Task instructions
Reproduce the records below with "even-odd rule" substituted by "nonzero winding rule" everywhere and nothing else altered, leaving out the pictures.

[start]

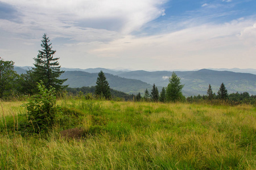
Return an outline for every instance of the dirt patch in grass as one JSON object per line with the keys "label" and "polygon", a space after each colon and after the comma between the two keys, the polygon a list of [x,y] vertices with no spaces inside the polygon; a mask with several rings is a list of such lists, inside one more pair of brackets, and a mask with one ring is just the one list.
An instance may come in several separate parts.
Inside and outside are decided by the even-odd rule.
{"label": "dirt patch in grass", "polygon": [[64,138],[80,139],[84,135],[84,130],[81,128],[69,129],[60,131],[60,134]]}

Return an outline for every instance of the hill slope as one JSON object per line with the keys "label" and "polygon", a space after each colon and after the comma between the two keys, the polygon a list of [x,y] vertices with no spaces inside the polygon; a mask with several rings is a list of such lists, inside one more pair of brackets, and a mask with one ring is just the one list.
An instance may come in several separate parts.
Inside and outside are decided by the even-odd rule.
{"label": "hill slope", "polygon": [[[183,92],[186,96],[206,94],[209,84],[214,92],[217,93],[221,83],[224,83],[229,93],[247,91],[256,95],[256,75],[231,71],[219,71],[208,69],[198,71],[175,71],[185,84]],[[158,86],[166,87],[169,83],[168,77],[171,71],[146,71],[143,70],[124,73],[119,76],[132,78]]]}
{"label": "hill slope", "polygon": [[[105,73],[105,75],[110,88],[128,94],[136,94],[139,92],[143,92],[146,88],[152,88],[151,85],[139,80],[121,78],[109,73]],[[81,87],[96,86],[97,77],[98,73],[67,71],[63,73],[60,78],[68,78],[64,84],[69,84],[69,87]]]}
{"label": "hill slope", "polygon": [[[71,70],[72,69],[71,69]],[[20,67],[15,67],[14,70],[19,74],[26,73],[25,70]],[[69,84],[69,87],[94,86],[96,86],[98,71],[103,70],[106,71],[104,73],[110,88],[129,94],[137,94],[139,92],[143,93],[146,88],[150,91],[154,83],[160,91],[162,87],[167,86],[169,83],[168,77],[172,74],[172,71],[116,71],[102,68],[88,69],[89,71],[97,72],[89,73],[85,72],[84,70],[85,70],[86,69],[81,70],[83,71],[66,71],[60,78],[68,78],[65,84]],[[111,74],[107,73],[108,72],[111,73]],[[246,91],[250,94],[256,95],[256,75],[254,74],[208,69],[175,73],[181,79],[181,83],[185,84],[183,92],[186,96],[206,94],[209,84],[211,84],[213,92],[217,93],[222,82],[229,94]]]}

[end]

Written answer
Return an outline for every instance of the dirt patch in grass as one JSON object per line with the keys "label" and "polygon", a space after each colon and after the comma between the two keys, the polygon a list of [x,y] vertices with no spaces inside the polygon; a mask with several rings is a list of such lists, inside one more pair of brackets, and a mask with one ring is just the one list.
An instance may come in several separate parts.
Inside and outside are decided by the nonzero winding rule.
{"label": "dirt patch in grass", "polygon": [[64,138],[80,139],[84,135],[84,130],[81,128],[69,129],[60,131],[60,134]]}

Return an outline for every instance of the hill slope as one JSON object per line with the keys "label" and "polygon", a space after each colon and after the comma between the two keys, the polygon a list of [x,y] vertices with no spaces inside the polygon; a mask with several rings is a list of such lists, inside one more pair of brackets, and a mask with one ring is just the one list.
An instance may come in several separate parts.
Inside and outside are decided by the nonzero winding rule.
{"label": "hill slope", "polygon": [[[183,92],[186,96],[206,94],[209,84],[214,92],[217,93],[221,83],[224,83],[229,93],[247,91],[256,95],[256,75],[231,71],[219,71],[208,69],[198,71],[175,71],[185,84]],[[158,86],[166,87],[169,83],[168,77],[171,71],[146,71],[143,70],[124,73],[119,76],[132,78]]]}
{"label": "hill slope", "polygon": [[[105,73],[105,75],[110,88],[128,94],[136,94],[139,92],[143,92],[146,88],[152,88],[151,85],[139,80],[121,78],[109,73]],[[81,87],[96,86],[97,77],[98,73],[67,71],[63,73],[60,78],[68,78],[64,84],[69,84],[69,87]]]}
{"label": "hill slope", "polygon": [[[71,70],[72,69],[71,69]],[[20,67],[15,67],[14,70],[19,74],[26,73],[25,70]],[[69,84],[69,87],[94,86],[96,86],[98,71],[103,70],[106,71],[104,73],[110,88],[129,94],[137,94],[139,92],[143,93],[146,88],[150,91],[154,83],[160,91],[162,87],[167,86],[169,83],[168,77],[172,74],[172,71],[116,71],[102,68],[88,69],[89,71],[97,72],[89,73],[85,72],[84,70],[85,70],[86,69],[81,70],[83,71],[66,71],[60,78],[68,78],[65,84]],[[111,74],[107,73],[108,72],[111,73]],[[246,91],[250,94],[256,95],[256,75],[254,74],[208,69],[175,73],[181,79],[181,83],[185,84],[183,92],[186,96],[206,94],[209,84],[211,84],[213,92],[217,93],[222,82],[229,94]]]}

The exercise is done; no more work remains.